## TASK DETAILS
Gather every line in the material below that contains the word "distant" and copy each one out.

## THE DATA
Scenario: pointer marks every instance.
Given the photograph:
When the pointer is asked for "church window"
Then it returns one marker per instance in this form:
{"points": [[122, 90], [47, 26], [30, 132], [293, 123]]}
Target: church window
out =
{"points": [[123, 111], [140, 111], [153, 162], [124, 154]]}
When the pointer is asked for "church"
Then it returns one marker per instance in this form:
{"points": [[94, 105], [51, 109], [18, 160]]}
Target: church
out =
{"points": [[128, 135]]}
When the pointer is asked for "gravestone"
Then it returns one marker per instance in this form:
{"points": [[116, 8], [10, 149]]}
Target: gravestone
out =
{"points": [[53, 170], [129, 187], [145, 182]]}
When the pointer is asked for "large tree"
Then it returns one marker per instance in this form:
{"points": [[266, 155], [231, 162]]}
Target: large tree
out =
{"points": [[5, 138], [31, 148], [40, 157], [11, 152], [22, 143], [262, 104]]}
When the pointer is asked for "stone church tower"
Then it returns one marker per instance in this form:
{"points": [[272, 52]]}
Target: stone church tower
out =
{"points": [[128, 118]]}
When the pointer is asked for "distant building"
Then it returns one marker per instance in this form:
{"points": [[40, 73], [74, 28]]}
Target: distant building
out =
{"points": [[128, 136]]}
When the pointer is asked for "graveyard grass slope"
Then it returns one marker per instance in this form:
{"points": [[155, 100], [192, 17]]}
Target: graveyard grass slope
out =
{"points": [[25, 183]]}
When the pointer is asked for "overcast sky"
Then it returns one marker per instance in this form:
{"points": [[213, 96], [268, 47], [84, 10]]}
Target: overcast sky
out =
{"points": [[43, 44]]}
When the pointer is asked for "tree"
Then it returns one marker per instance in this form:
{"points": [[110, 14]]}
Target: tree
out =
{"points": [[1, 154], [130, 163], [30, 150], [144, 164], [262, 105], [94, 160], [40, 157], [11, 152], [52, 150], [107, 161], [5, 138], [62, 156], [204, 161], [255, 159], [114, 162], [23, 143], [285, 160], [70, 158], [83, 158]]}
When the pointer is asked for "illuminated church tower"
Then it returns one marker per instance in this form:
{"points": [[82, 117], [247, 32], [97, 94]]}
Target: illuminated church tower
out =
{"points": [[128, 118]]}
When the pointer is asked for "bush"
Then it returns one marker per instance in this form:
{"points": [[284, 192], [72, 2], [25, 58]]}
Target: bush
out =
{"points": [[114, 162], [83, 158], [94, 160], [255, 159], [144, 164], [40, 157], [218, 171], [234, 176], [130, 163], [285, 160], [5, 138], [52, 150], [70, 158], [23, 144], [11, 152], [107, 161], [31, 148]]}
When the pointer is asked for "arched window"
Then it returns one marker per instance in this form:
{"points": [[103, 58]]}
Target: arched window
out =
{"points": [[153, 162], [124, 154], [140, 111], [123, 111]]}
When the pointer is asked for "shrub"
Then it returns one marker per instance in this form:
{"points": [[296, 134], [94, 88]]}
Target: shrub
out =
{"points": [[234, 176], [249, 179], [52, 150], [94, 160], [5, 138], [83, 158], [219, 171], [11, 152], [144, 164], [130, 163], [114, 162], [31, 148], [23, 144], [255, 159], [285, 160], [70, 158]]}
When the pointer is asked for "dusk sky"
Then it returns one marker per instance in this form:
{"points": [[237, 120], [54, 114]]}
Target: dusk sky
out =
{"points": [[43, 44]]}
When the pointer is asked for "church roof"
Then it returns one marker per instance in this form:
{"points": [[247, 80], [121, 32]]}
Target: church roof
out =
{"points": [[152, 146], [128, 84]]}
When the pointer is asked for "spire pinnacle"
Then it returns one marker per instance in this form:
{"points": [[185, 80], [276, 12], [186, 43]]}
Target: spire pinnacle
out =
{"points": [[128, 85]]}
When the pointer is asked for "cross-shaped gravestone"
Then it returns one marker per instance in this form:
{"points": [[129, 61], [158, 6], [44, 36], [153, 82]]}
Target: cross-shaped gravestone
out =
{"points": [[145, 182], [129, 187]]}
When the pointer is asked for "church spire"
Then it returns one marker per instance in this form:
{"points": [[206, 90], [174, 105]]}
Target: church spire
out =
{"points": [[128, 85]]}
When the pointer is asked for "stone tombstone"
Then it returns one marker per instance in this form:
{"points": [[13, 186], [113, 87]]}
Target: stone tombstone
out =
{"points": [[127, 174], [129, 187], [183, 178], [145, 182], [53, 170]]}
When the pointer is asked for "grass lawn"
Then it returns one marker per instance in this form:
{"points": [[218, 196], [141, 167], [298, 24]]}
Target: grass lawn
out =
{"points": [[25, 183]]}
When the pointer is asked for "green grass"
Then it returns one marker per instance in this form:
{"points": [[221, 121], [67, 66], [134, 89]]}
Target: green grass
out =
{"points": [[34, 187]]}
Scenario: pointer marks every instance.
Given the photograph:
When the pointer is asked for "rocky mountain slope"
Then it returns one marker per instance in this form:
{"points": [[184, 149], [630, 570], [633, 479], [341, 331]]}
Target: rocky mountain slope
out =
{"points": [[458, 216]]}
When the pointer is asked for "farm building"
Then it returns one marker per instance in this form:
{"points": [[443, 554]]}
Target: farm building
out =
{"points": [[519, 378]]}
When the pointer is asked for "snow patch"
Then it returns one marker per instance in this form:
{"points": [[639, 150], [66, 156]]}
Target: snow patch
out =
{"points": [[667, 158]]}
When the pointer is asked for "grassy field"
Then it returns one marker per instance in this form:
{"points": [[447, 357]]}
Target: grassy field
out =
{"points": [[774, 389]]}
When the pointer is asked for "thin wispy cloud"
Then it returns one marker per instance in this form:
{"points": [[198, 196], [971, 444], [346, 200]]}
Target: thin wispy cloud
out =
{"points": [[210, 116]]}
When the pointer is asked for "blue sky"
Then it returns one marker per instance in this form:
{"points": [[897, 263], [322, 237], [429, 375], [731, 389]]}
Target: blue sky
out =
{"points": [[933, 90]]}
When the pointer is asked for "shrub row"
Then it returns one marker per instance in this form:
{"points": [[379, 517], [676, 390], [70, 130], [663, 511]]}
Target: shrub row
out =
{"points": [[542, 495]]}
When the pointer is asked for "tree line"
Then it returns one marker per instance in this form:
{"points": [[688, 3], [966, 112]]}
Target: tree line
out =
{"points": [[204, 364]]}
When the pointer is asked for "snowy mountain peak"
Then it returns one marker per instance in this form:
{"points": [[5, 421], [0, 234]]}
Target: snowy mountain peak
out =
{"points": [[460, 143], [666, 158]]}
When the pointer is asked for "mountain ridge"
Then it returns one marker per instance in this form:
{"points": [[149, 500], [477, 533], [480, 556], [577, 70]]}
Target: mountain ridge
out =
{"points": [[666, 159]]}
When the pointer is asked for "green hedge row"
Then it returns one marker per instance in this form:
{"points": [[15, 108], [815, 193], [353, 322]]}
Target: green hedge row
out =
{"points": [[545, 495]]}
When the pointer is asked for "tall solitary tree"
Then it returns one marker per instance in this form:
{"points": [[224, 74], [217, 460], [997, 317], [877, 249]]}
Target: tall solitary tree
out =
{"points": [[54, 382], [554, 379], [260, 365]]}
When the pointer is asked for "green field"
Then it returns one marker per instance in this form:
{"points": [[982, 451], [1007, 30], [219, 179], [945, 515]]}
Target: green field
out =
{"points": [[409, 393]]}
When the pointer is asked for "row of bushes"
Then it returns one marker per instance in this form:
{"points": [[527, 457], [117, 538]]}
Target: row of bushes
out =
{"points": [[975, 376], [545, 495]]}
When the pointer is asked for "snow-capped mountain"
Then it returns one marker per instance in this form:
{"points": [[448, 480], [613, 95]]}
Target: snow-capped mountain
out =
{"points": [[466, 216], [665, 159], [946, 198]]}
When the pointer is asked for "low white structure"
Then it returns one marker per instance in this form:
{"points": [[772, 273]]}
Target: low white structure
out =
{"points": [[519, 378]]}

## TASK RESPONSE
When the pointer is asked for "distant building"
Target: distant building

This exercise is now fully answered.